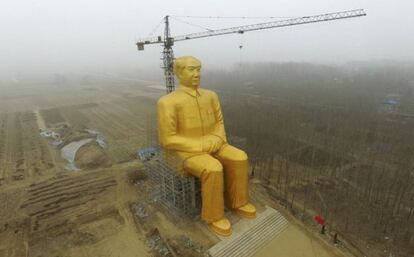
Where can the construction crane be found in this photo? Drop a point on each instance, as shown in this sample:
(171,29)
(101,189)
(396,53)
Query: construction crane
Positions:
(167,41)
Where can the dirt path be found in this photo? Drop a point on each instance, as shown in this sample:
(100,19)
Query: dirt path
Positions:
(294,242)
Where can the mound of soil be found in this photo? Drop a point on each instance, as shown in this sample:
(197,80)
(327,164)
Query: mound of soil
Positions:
(91,156)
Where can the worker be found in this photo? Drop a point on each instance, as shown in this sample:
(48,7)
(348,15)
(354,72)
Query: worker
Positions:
(190,124)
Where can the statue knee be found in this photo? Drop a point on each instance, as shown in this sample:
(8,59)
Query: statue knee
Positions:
(214,167)
(240,155)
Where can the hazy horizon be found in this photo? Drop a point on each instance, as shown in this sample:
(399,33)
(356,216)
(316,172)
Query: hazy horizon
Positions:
(76,36)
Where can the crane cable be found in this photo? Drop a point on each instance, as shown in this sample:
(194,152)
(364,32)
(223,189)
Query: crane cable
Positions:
(233,17)
(191,24)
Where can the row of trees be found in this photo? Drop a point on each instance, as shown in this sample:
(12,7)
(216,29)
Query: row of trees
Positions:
(328,140)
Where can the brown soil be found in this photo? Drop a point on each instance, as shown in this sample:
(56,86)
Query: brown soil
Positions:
(91,156)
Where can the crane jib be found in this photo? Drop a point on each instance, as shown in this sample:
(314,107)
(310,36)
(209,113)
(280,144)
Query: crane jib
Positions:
(260,26)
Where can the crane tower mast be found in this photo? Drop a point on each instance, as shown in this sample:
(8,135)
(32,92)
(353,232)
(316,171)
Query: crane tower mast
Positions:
(168,41)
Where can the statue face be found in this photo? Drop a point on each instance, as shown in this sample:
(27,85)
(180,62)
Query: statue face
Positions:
(190,75)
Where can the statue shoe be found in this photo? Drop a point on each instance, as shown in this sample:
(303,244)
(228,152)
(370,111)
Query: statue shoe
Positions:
(221,227)
(246,211)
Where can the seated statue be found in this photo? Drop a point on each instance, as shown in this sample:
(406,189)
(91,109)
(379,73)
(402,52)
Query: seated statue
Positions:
(190,124)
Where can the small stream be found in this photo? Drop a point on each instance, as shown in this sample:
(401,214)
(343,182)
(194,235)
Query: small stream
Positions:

■ ■ ■ ■ ■ ■ ■

__Problem statement__. Reproduce exactly the lines from the one with "Query: crane tower mast" through the last line of the entries, keeping both of those lines and nothing else.

__Answer to the problem__.
Query: crane tower mast
Positions:
(168,41)
Where can the statue face be found in this photo? Drop a point on each instance, as shown in this sample:
(27,85)
(180,62)
Query: statue face
Positions:
(190,75)
Where can the statue shoe be found in this photo? Drop a point on each instance, as shown in this sample:
(303,244)
(228,152)
(370,111)
Query: statue shoe
Positions:
(221,227)
(246,211)
Where can the seated statue be found in this photo? Drop a point on each instance, as shown in this sample:
(406,189)
(91,109)
(379,73)
(402,52)
Query: seated statue
Positions:
(190,124)
Where can the small stream be found in this photo? Drop a point on each instance, as shown in this sample:
(401,214)
(343,182)
(194,235)
Query: small stream
Positions:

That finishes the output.